■ **Direction A**
Translate this sentence from the Transform class documentation into Spanish: "The type of normalization to apply to the audio data."
■ **Direction B**
Rewrite the rows from the line with "Referring to the image provided above, detect the sunset" through the end of the rows, requests included, and raise every bounding-box coordinate in the answers by 104.

■ **Passage**
..............................
Transform#

Transform#

class osekit.public.transform.Transform(output_type: OutputType, begin: Timestamp | None = None, end: Timestamp | None = None, data_duration: Timedelta | None = None, mode: Literal['files', 'timedelta_total', 'timedelta_file']='timedelta_total', overlap: float = 0.0, sample_rate: float | None = None, normalization: Normalization = <Normalization.RAW: 1>, name: str | None = None, subtype: str | None = None, fft: ShortTimeFFT | None = None, v_lim: tuple[float, float] | None=None, colormap: str | None = None, scale: Scale | None = None, nb_ltas_time_bins: int | None = None)#

Class that contains all parameter of a transform.

Transform instances are passed to the public API project, which runs the transform. The Transform object contains all info on the transform to be done: the type(s) of core dataset(s) that will be created and added to the Project.outputs property and which output files will be written to disk (reshaped audio files, npz spectra matrices, png spectrograms…) depend on the output_type parameter. The Transform instance also contains the technical parameters of the transforms (begin/end times, sft, sample rate…).

Initialize an Transform object.

Parameters#

output_type: OutputType

The type of transform to run. See OutputType docstring for more info.

begin: Timestamp | None

The begin of the transform dataset. Defaulted to the begin of the original dataset.

end: Timestamp | None

The end of the transform dataset. Defaulted to the end of the original dataset.

data_duration: Timedelta | None

Duration of the data within the transform dataset. If provided, audio data will be evenly distributed between begin and end. Else, one data object will cover the whole time period.

mode: Literal[“files”, “timedelta_total”, “timedelta_file”]

Mode of creation of the dataset data from the original files. "files": one data will be created for each file. "timedelta_total": data objects of duration equal to data_duration will be created from the begin timestamp to the end timestamp. "timedelta_file": data objects of duration equal to data_duration will be created from the beginning of the first file that the begin timestamp is into, until it would resume in a data beginning between two files. Then, the next data object will be created from the beginning of the next original file and so on.

overlap: float

Overlap percentage between consecutive data.

sample_rate: float | None

Sample rate of the new transform data. Audio data will be resampled if provided, else the sample rate will be set to the one of the original dataset.

normalization: Normalization

The type of normalization to apply to the audio data.

name: str | None

Name of the transform dataset. Defaulted as the begin timestamp of the transform dataset. If both audio and spectro outputs are selected, the audio transform dataset name will be suffixed with "_audio".

subtype: str | None

Subtype of the written audio files as provided by the soundfile module. Defaulted as the default 16-bit PCM for wav audio files. This parameter has no effect if Transform.AUDIO is not in transform.
..............................
■ **Supplied data**
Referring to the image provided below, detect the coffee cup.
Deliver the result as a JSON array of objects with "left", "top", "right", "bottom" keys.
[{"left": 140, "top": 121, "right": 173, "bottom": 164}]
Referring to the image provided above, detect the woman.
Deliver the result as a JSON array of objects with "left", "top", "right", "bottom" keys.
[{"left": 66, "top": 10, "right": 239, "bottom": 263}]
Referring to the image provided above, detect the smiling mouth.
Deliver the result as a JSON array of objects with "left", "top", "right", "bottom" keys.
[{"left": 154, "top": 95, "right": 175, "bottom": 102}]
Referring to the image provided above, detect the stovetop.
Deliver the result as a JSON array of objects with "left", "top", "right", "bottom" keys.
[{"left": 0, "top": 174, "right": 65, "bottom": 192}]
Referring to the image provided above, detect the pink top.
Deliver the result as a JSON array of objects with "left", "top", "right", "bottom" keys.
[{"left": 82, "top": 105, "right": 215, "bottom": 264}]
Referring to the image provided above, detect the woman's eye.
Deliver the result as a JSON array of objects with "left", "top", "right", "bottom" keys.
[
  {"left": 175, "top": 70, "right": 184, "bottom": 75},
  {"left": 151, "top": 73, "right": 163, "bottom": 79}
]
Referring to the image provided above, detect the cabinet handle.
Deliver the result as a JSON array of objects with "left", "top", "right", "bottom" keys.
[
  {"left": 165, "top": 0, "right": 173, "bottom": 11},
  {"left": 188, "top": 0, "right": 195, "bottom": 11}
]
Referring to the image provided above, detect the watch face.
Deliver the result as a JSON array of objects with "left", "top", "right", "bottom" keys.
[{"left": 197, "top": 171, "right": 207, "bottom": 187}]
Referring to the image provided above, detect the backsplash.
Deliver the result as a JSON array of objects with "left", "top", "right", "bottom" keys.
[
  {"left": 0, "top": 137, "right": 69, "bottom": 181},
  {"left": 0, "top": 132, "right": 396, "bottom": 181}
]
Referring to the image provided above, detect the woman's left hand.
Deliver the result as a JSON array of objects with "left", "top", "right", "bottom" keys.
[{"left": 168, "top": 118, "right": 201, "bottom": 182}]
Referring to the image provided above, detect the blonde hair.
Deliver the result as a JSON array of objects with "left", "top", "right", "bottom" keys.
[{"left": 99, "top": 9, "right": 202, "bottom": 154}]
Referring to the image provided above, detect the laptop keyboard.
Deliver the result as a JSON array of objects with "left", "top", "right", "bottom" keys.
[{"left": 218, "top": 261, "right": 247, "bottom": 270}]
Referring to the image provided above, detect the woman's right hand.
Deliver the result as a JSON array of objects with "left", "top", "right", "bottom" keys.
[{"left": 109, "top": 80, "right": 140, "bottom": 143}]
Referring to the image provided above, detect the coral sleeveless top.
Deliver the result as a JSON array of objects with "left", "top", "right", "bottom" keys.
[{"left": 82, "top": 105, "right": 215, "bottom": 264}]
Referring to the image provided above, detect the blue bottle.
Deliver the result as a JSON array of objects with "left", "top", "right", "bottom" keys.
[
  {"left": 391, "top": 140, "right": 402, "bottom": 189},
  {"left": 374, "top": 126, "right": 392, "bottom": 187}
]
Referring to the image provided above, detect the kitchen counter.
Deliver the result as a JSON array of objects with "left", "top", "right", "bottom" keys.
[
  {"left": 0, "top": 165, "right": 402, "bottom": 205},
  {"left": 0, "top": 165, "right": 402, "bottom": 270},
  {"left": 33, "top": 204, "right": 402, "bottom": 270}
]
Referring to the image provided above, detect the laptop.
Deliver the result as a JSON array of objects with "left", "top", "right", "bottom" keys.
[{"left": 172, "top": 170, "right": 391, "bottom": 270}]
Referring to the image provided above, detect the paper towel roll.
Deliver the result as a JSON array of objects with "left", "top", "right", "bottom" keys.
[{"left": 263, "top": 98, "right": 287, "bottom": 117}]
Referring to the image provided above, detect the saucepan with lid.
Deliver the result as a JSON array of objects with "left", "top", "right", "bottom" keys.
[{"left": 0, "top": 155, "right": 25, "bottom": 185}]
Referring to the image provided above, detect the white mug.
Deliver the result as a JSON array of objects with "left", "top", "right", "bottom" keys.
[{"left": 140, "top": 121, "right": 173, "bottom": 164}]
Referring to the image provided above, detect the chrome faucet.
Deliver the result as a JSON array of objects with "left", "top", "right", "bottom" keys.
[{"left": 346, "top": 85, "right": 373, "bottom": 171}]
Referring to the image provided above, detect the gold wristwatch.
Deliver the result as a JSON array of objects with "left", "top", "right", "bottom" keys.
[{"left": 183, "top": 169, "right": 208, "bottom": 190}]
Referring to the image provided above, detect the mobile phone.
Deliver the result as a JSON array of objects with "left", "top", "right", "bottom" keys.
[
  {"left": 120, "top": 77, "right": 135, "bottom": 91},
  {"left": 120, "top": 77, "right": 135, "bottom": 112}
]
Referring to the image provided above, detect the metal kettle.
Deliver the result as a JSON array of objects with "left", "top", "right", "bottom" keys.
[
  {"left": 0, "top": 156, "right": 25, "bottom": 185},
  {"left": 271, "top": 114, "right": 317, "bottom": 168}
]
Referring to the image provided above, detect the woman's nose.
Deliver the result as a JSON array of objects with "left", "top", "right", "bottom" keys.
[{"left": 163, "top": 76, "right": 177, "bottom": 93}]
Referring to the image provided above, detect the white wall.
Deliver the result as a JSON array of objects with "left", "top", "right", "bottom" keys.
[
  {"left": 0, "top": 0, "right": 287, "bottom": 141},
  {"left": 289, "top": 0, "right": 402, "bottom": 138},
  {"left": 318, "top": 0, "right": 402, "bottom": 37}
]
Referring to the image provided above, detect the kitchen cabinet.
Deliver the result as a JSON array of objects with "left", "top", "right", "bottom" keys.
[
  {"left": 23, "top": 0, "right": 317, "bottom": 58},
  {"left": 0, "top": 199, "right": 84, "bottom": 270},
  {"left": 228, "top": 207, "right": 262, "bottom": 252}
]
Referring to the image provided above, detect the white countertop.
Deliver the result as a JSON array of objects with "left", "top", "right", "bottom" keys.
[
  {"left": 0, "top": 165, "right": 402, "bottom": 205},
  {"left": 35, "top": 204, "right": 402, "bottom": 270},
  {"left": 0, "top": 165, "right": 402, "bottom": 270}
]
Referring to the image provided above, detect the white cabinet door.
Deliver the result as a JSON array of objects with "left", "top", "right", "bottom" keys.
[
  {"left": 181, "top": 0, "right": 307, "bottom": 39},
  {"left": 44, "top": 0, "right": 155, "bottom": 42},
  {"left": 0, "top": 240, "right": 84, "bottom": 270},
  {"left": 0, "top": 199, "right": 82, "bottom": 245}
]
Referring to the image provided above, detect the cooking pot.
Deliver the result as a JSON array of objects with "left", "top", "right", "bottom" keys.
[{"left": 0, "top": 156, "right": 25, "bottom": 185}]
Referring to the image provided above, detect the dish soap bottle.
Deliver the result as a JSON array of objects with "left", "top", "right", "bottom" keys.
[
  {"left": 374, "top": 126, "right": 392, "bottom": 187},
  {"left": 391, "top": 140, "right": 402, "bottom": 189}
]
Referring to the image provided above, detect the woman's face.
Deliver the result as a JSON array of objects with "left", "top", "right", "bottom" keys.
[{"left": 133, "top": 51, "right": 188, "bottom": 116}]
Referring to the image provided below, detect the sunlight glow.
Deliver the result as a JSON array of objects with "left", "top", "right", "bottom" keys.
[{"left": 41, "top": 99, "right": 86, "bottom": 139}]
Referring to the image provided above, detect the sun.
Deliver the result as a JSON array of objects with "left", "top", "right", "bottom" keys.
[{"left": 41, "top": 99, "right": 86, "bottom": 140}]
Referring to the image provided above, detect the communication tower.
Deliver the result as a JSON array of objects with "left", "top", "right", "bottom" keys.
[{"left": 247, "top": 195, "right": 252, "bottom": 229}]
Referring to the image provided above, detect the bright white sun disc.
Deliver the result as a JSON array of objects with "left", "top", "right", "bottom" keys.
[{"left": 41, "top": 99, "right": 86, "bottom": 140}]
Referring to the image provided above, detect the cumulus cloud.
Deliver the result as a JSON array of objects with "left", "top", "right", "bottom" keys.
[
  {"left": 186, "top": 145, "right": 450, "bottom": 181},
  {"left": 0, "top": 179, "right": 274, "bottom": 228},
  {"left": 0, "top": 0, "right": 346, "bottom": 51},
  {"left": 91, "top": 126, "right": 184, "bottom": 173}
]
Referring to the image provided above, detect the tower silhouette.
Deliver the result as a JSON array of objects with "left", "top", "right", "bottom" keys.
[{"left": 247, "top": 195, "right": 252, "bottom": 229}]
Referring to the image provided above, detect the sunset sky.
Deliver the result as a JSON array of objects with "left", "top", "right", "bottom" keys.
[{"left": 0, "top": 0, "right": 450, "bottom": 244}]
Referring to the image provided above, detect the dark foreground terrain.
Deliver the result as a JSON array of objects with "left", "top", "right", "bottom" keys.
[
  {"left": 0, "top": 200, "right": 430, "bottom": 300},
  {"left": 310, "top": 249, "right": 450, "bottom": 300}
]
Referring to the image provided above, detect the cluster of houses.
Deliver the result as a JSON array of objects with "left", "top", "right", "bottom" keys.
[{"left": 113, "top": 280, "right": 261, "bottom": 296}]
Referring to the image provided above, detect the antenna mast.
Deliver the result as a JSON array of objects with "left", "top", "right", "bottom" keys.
..............................
■ **Full output A**
El tipo de normalización que se aplicará a los datos de audio.

■ **Full output B**
Referring to the image provided above, detect the sunset sky.
Deliver the result as a JSON array of objects with "left", "top", "right", "bottom" keys.
[{"left": 104, "top": 104, "right": 554, "bottom": 348}]
Referring to the image provided above, detect the dark foreground terrain.
Deliver the result as a JSON array of objects with "left", "top", "right", "bottom" keys.
[
  {"left": 104, "top": 304, "right": 534, "bottom": 404},
  {"left": 414, "top": 353, "right": 554, "bottom": 404}
]
Referring to the image provided above, detect the cluster of houses.
Deliver the result as a JSON array of objects with "left", "top", "right", "bottom" keys.
[{"left": 217, "top": 384, "right": 365, "bottom": 400}]
Referring to the image provided above, detect the antenna mast.
Deliver the result as a JSON array of objects with "left", "top", "right", "bottom" keys.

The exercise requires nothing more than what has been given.